- Tâche: D'après le texte de l'exercice, quels pays le gazoduc du projet Nord Stream 2 doit-il relier ?

- Texte de l'exercice:
++++++++++

Une initiative que Jean-Claude Juncker a qualifiée de «test de sincérité et d'efficacité».
L'histoire d'amour entre l'Union européenne et l'Ukraine connaît quelques frictions. Depuis plusieurs mois, de vives tensions éclatent régulièrement entre l'Ukraine et la Pologne: une loi votée par Kiev renforçant l'enseignement de l'ukrainien à l'école, un texte de loi voté par Varsovie et qui punit d'amendes ou de peines de prison toute personne faisant un lien entre Pologne et Shoah, ou encore des tensions au sujet des massacres commis par les nationalistes ukrainiens pendant la Seconde guerre mondiale… Ces points de discordes entre un pays membre de l'Union européenne et l'Ukraine inquiètent à Bruxelles. Le Polonais Donald Tusk, président du Conseil européen, a appelé à calmer le jeu:
«J'aimerais faire un commentaire personnel concernant la relation entre Kiev et Varsovie. Il faut adopter une approche nouvelle de procéder. […] Seuls des adversaires ou des fous politiques veulent qu'éclate un conflit entre nous. Seule la solidarité pleine et entière nous permet de consolider nos relations.»
Autre point de désaccord au sein de l'Union européenne: le projet Nord Stream 2. Ce dernier consiste en la construction d'un nouveau gazoduc reliant la Russie et l'Allemagne par la mer baltique. Défendu par certains pays européens, Allemagne en tête, il fédère d'autres nations du Vieux Continent contre lui. Ses détracteurs craignent qu'il ne renforce la position de la Russie et ne rende l'Europe davantage dépendante de Moscou pour sa fourniture en énergie.

++++++++++

- Données fournies:

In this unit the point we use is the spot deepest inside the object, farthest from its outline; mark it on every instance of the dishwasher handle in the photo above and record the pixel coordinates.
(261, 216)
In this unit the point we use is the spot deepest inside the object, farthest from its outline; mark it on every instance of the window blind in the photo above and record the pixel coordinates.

++++++++++

- Réponse: La Russie et l'Allemagne.